A finales de 1990, el Departamento de Educación de Estados Unidos efectuó uno de los estudios a mayor escala, el ECLS (Estudio Longitudinal de la Primera Infancia), que pretendía calcular el progreso académico de más de veinte mil niños desde la guardería hasta el quinto curso. El estudio reunía toda clase de información de un amplio espectro de niños: estructura familiar, etnia, posición socioeconómica, nivel de educación de los padres y otros.
Las estadísticas extraídas del ECLS muestran la siguiente correlación: un niño con gran cantidad de libros en casa tiende a tener mejores calificaciones que uno sin ellos. Hasta ahí todo parece lógico: el niño copia lo que ve en casa.
Pero las correlaciones no son conclusiones, porque pueden existir variables que no se han tenido en cuenta. Para que la correlación tenga mayor peso debe manifestarse entre niños lo más parecidos entre sí en todos los rasgos, salvo en el de acumular libros en casa y que sus padres tengan hábitos lectores.
Las estadísticas entonces nos dicen otra cosa bien distinta: tener libros cerca o visitar museos o bibliotecas no es una causa de la inteligencia y de los hábitos lectores del niño sino un indicador.
Esto significa, por ejemplo, que si introducimos a un niño cualquiera (un niño adoptado, por ejemplo) en un hogar donde florezca la lectura y los libros, no hay ninguna razón para pensar que ese niño se volverá adicto a la lectura salvo si naturalmente tiene tendencia a ello.
La mayoría de padres que poseen muchos libros en casa y que se preocupan de que sus hijos se aficionen a la lectura tienden a ser individuos inteligentes, inquietos y aficionados a la lectura. Esos rasgos son en cierta medida hereditarios. De modo que sus hijos nacerán predispuestos para ello y el que los padres hagan el esfuerzo extra de inculcar lo que ya potencialmente está inculcado en ellos no será más que reiterativo.

★ ★ ★

- _Ejercicios_
a) Según el texto sobre el estudio ECLS, ¿entre qué etapas escolares pretendía medir el progreso académico de los niños?
b) Prosigue el texto sobre el estudio ECLS a partir de su última oración.
Los datos son un material independiente del texto.

- _Datos mostrados_

★ ★ ★

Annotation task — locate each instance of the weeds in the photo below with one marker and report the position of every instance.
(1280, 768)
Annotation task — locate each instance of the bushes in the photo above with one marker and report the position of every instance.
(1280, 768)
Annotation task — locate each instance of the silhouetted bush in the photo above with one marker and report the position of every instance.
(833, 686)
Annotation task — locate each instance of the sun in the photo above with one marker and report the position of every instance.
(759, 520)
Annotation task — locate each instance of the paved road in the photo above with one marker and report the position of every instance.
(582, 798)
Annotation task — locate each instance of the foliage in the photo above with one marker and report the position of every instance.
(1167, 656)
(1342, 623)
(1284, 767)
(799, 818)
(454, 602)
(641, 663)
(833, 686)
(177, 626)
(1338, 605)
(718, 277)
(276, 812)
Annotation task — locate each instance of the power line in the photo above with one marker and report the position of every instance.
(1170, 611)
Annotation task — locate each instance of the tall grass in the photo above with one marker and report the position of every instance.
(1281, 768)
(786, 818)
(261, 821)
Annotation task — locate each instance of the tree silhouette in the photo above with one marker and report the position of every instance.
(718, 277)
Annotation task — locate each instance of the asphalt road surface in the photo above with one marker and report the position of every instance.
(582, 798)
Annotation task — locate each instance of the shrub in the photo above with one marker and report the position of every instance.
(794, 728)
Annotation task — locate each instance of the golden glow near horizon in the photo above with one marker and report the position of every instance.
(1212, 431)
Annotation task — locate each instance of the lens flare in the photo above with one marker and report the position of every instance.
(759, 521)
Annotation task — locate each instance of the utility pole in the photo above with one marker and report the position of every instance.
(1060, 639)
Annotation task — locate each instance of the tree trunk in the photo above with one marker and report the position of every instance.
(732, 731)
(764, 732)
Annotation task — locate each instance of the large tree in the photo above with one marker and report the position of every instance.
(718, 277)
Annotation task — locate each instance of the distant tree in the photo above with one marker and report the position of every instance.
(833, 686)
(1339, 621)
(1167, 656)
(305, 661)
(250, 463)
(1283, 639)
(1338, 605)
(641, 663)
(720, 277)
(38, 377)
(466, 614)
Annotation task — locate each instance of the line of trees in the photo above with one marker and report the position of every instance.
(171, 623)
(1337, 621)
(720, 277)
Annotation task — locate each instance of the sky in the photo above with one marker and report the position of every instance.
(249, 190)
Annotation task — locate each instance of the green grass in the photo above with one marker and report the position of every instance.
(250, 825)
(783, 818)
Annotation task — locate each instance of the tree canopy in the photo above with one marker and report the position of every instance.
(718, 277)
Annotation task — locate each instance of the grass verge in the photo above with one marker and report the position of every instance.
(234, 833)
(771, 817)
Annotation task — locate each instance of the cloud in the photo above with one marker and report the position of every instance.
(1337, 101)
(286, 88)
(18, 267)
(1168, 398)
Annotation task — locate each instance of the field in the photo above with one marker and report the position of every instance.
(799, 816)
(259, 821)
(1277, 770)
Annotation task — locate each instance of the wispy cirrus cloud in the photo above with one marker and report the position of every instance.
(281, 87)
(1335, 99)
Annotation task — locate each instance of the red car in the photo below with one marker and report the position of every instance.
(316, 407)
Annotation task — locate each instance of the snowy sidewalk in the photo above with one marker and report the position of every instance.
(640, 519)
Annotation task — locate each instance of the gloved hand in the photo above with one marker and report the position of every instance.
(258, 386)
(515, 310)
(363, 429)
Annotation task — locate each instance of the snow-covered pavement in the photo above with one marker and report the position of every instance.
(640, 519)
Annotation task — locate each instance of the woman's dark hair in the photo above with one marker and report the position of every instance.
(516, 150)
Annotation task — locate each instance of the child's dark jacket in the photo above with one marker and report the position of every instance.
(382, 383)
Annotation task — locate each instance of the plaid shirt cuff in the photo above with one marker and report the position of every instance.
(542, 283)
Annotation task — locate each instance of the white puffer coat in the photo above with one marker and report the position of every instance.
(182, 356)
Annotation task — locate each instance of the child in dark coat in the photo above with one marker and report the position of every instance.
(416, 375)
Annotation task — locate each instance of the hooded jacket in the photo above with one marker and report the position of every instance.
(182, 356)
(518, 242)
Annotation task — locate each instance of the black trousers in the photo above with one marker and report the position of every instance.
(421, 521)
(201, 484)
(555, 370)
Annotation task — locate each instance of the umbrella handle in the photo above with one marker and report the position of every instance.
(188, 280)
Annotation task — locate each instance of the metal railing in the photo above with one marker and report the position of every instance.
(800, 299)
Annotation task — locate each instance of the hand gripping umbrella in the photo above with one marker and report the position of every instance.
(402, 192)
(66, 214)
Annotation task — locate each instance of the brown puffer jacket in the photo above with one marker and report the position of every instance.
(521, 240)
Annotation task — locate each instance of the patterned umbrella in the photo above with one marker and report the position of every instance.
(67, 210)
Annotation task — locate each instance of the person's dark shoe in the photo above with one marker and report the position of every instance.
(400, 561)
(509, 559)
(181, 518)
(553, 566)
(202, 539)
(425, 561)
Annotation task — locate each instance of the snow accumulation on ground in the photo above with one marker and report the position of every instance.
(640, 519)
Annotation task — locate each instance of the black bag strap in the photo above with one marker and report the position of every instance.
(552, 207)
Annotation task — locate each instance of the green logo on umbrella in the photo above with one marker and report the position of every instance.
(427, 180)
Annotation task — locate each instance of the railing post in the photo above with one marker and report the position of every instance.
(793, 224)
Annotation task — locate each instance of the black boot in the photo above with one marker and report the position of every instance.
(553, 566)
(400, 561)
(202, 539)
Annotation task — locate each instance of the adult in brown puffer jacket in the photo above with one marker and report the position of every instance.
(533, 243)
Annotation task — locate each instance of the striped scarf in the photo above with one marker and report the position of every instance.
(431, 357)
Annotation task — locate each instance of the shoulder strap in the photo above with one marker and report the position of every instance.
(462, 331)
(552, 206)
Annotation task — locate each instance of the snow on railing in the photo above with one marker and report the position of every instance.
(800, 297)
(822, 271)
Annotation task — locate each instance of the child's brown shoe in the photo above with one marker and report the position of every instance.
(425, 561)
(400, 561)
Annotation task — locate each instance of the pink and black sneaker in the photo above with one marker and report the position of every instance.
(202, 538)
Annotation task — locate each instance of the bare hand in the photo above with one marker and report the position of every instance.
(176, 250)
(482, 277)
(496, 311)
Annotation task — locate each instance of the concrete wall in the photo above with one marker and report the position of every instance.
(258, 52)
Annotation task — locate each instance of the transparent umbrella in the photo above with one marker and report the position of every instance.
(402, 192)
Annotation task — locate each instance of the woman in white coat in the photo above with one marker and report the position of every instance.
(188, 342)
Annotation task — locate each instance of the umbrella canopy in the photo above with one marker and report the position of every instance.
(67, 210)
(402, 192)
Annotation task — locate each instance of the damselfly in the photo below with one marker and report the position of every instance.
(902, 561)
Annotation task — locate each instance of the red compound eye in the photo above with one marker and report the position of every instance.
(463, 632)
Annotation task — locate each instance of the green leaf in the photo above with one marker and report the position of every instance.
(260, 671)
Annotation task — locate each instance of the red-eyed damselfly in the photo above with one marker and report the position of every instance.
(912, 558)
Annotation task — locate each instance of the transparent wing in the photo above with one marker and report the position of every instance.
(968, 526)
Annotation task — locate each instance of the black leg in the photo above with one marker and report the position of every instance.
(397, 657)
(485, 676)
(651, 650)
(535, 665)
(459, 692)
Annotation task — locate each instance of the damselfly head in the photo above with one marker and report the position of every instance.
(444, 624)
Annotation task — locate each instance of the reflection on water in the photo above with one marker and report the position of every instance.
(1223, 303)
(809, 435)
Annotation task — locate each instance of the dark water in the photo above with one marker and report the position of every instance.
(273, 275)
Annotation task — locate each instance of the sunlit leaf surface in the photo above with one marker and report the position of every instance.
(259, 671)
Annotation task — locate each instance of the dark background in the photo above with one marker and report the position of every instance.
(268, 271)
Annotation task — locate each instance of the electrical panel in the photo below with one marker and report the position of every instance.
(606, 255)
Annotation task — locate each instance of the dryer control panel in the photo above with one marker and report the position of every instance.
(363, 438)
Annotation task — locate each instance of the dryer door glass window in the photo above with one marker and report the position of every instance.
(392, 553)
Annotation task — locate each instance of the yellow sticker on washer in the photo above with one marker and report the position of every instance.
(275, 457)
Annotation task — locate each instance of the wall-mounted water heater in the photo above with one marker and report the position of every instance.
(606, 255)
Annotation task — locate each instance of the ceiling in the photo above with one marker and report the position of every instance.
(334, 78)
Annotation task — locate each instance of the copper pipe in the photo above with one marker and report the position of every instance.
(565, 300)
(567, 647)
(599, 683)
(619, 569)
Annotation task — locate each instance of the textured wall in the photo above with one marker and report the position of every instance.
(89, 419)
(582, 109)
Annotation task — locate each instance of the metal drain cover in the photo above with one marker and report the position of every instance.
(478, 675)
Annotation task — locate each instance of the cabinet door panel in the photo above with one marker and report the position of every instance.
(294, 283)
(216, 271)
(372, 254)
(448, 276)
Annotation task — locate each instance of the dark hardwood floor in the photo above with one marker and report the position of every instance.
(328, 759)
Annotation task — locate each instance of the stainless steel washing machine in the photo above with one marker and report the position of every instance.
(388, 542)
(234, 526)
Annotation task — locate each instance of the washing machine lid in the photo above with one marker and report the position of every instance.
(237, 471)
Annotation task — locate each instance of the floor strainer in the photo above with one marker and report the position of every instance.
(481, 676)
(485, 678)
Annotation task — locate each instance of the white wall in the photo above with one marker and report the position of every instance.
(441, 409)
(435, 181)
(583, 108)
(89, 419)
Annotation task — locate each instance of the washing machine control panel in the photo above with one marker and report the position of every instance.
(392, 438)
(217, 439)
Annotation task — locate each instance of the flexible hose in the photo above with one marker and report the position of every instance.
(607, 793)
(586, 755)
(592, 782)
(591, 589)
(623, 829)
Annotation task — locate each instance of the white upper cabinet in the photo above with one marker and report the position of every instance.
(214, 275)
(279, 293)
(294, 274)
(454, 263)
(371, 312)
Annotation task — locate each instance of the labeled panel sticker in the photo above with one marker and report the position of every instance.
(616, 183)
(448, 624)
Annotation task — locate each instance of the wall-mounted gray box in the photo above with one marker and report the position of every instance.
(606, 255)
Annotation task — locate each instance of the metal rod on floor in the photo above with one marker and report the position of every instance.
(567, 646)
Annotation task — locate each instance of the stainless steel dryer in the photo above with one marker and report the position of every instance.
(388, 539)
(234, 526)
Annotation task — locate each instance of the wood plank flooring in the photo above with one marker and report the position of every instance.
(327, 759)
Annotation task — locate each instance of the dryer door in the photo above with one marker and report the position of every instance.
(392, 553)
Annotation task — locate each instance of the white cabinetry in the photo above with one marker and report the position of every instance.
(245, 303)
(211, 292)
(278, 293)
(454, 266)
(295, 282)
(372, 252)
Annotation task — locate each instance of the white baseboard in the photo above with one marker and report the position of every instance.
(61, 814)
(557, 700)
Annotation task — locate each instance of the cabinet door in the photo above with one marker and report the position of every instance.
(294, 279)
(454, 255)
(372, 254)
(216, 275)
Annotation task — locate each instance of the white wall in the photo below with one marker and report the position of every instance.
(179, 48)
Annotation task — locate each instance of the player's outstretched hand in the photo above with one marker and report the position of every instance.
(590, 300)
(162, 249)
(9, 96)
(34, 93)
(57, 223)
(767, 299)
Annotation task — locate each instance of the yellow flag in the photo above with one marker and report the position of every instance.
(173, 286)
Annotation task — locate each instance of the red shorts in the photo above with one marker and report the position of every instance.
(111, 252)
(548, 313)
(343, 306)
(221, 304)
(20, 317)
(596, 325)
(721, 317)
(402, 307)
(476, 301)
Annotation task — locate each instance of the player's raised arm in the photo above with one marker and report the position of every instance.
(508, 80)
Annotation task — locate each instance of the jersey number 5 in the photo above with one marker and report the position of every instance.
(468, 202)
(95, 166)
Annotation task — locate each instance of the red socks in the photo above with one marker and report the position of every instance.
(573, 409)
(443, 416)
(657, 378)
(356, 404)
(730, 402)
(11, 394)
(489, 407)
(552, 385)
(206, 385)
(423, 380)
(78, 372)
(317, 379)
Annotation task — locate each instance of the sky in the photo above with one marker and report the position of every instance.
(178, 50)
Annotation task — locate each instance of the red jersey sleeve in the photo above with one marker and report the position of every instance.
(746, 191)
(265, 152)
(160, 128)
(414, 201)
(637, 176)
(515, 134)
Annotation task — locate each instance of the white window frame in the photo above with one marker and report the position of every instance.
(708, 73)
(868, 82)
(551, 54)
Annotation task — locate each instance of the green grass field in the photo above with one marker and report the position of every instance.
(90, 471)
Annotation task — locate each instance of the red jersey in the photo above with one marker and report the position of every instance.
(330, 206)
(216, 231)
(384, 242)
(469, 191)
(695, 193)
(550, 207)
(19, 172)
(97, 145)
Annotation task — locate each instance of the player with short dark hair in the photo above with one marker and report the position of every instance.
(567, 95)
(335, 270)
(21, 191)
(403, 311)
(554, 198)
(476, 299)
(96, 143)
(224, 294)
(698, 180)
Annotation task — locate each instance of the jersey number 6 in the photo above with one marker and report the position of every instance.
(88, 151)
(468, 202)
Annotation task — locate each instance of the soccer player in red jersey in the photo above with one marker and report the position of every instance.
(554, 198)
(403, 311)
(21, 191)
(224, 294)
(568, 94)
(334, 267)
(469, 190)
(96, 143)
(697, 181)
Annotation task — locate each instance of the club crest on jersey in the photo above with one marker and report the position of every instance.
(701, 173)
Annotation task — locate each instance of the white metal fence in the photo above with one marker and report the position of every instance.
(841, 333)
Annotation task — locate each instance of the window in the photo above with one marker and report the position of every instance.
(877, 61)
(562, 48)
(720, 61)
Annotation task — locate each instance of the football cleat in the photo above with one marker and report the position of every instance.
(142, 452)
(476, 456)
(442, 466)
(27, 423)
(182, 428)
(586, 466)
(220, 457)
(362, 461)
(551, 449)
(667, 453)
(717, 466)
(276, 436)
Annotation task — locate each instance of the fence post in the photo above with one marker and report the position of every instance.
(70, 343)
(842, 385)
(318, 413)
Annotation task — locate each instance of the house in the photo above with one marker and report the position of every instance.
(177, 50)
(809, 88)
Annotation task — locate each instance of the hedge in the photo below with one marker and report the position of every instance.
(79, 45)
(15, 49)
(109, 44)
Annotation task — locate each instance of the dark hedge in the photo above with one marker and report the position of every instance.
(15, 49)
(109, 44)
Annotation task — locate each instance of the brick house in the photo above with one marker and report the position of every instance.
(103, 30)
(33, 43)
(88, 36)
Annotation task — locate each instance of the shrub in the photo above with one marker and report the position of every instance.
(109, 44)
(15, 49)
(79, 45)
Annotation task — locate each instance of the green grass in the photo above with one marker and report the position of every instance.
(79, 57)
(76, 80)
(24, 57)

★ ★ ★

- _Respuestas_
a) Desde la guardería hasta el quinto curso.

b)
Y como os decía antes, lo mismo pasaría si ahora emplearais trucos del tipo llenar la casa de libros o fingir que os gusta leer frente a vuestros hijos: unos padres que se tomen esas molestias por estimular la parte intelectual de sus hijos probablemente también tienen una dotación genética que les hace tener especial interés por aspectos intelectuales: así que sus hijos también habrán heredado ese interés.
Frente a esta visión biológica de hábitos como el de la lectura, descubrimos como infructuosas muchas iniciativas para promover la lectura en los niños. Rod Blagojevich, gobernador de Illinois, anunció un plan en 2004 para enviar por correo un libro al mes a cada niño de Illinois desde que naciese hasta que entrase en el jardín de infancia. Afortunadamente, el plan fue rechazado por la asamblea legislativa de Illinois.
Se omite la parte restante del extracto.